Objective:
Starting with the row containing "Put a dot on every instance of the colorful" and going on through the row containing "<point>677,764</point>", rewrite those rows below with "skull print" changed to "skull pattern" and nothing else altered.

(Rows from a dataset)
______
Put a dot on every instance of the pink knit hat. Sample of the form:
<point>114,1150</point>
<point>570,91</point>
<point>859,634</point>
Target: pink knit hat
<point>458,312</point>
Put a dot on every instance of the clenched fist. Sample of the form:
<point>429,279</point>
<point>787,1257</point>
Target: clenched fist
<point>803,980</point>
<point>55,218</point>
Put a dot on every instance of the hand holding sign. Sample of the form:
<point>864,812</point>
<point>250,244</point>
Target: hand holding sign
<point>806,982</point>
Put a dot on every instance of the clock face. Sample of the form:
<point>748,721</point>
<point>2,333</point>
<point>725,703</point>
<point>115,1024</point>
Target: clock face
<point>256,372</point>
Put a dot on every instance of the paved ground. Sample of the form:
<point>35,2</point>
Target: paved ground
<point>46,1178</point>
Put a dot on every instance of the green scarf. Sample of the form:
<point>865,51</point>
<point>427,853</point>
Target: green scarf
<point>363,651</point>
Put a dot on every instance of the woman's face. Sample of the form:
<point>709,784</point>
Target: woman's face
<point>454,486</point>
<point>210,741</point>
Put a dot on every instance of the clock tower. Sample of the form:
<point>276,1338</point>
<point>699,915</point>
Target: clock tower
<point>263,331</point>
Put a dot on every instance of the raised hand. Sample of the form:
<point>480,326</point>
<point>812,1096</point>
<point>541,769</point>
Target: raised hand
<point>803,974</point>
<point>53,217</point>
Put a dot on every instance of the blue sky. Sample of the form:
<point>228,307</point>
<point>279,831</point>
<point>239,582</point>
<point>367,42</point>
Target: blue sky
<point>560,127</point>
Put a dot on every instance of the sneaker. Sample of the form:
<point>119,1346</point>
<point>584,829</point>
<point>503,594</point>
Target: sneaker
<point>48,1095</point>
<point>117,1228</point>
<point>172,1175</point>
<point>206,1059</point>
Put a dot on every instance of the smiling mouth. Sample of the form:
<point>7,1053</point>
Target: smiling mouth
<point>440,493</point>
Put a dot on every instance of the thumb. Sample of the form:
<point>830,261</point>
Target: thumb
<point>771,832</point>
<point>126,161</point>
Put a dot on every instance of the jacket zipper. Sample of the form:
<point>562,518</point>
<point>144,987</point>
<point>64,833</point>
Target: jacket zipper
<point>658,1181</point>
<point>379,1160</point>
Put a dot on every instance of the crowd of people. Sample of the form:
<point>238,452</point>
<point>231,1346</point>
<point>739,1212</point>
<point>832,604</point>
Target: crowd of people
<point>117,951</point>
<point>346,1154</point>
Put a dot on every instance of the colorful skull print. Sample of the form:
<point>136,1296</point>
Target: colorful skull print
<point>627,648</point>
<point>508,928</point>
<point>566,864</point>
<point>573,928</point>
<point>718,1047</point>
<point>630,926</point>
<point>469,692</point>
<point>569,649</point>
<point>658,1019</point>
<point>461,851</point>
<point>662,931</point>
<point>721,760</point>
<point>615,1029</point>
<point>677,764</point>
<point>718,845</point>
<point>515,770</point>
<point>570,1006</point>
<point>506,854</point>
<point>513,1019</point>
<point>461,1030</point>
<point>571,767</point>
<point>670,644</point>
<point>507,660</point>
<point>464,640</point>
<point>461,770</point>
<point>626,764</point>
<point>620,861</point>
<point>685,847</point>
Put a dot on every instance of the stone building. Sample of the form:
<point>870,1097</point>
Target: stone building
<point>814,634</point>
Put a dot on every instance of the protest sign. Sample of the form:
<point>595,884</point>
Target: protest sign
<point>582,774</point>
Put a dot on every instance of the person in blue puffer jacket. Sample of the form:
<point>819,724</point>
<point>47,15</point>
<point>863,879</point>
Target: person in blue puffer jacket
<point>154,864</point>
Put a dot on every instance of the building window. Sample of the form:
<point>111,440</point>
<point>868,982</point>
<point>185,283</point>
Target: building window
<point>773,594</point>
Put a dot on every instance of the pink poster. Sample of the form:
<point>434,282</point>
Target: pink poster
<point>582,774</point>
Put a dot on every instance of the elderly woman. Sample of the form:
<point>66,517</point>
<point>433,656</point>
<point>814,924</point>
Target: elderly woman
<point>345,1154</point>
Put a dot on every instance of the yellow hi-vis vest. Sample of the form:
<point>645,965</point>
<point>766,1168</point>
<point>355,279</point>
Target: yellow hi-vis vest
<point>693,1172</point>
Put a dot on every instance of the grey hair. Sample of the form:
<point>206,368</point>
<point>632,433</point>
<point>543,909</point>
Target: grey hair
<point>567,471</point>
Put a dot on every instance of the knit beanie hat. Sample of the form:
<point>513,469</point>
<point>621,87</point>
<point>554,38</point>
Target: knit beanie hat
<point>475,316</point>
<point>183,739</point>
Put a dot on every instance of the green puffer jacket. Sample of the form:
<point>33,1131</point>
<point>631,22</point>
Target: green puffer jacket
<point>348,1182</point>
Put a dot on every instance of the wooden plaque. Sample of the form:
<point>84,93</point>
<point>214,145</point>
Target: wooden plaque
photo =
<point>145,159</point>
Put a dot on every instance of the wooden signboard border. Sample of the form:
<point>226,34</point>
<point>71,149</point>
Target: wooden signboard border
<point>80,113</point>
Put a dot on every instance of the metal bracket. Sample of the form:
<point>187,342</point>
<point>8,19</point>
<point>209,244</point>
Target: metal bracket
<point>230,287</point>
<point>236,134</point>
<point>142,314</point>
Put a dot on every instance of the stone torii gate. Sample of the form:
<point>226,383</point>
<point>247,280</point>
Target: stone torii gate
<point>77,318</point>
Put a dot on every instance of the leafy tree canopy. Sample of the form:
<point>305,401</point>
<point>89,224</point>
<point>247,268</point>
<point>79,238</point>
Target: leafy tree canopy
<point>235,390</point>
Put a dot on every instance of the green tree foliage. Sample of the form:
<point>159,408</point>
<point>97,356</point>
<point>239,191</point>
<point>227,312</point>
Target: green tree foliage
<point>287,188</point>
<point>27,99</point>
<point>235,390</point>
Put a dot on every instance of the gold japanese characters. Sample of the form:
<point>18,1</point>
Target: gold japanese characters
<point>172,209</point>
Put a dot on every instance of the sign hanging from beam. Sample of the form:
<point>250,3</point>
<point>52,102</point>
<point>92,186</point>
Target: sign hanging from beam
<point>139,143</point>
______
Response to the task:
Put a dot on every instance of the colorful skull pattern. Sample of the form:
<point>136,1296</point>
Target: colorful skull pattern
<point>627,648</point>
<point>508,928</point>
<point>566,864</point>
<point>573,928</point>
<point>718,1047</point>
<point>630,926</point>
<point>469,692</point>
<point>569,649</point>
<point>658,1019</point>
<point>461,851</point>
<point>662,931</point>
<point>721,760</point>
<point>615,1029</point>
<point>677,764</point>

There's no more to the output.